──────── Supplied records

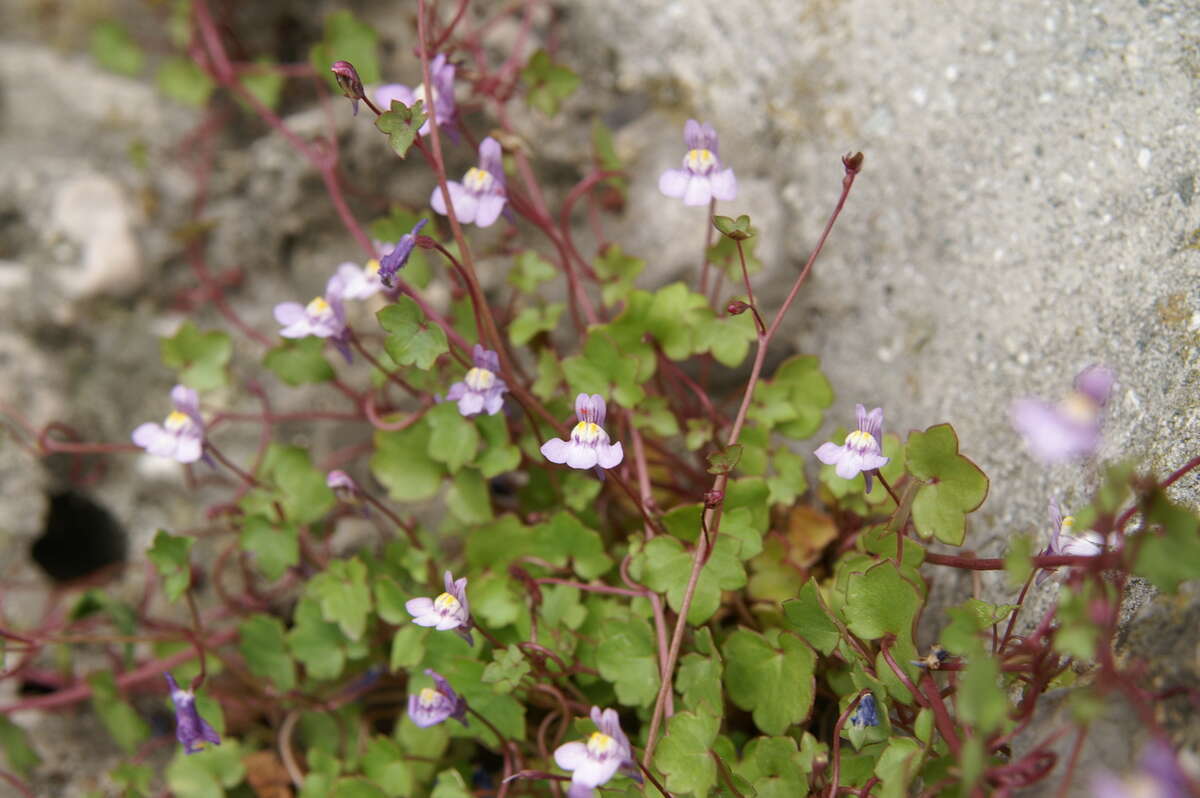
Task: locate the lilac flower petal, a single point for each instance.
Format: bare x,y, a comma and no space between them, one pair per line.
724,185
471,403
580,456
490,207
673,183
556,450
570,755
421,606
699,191
829,454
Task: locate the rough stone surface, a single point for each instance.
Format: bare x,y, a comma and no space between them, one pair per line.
1027,208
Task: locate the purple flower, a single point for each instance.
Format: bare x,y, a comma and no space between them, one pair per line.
444,107
481,389
1069,429
589,444
1159,777
480,197
181,435
449,611
348,81
1063,539
597,761
397,257
324,317
433,705
865,713
359,282
862,453
701,178
191,730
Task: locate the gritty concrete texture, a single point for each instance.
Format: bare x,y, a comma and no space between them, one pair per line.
1027,207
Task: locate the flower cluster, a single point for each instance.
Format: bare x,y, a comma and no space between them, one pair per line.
597,761
181,433
191,730
1071,429
481,196
701,179
862,451
449,611
481,389
588,445
432,706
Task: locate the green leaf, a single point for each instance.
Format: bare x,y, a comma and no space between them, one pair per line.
265,83
402,463
276,547
299,361
564,539
412,340
316,642
736,228
498,455
811,621
628,658
1170,555
981,701
263,645
450,785
115,51
199,358
343,595
171,557
547,83
22,756
453,439
898,766
665,565
793,400
724,461
184,82
507,670
881,601
402,124
119,718
384,763
954,486
772,676
207,774
529,271
532,321
683,754
700,677
347,39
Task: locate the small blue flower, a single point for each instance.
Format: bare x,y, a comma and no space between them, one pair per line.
432,706
865,713
191,730
397,257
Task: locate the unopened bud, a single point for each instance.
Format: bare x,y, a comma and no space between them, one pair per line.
348,81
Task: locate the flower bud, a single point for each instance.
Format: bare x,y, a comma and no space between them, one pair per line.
348,81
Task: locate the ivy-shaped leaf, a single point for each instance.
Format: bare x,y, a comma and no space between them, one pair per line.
413,340
954,486
772,676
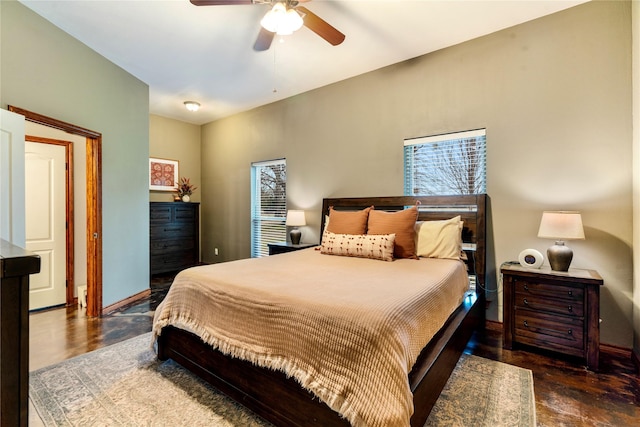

────────────────

Task to carry out:
Write out everything from the line containing "Task: locate the green" down to the end of the records, requests included, shifting every coordinate in the answers up by 121. Leave the pictures out of your answer.

Exercise response:
Task: locate the green leaf, a single point for each instance.
Format: bare x,y, a comma and no space between them, one pair per line.
386,204
523,584
397,668
420,482
685,660
533,461
437,763
857,349
619,576
932,742
749,779
1291,676
1102,822
384,766
571,906
236,172
320,479
464,716
292,678
668,204
143,877
574,560
1019,887
786,686
914,521
845,582
305,203
628,791
1002,722
523,245
240,839
505,884
1075,607
893,797
328,895
650,392
653,442
804,875
821,798
468,160
Task: locate the small blue flower, a single point for each instance.
Format: bare x,y, a comma and no space between them, one pair per line.
553,827
986,834
312,851
518,378
Task: locate the unopened bud, a single point for each instance.
Format: bare x,y, a comma and no space between them, one pair per line.
469,202
Task: locate the flower bud, a single point for each instance.
Format: bare x,y, a comma and no space between them, one pair per line.
469,202
Task: locate the ivy-shaped leaf, a single point for each instance.
Format: bare x,y, a comma and no space between them, one pair per line.
534,461
1075,607
893,797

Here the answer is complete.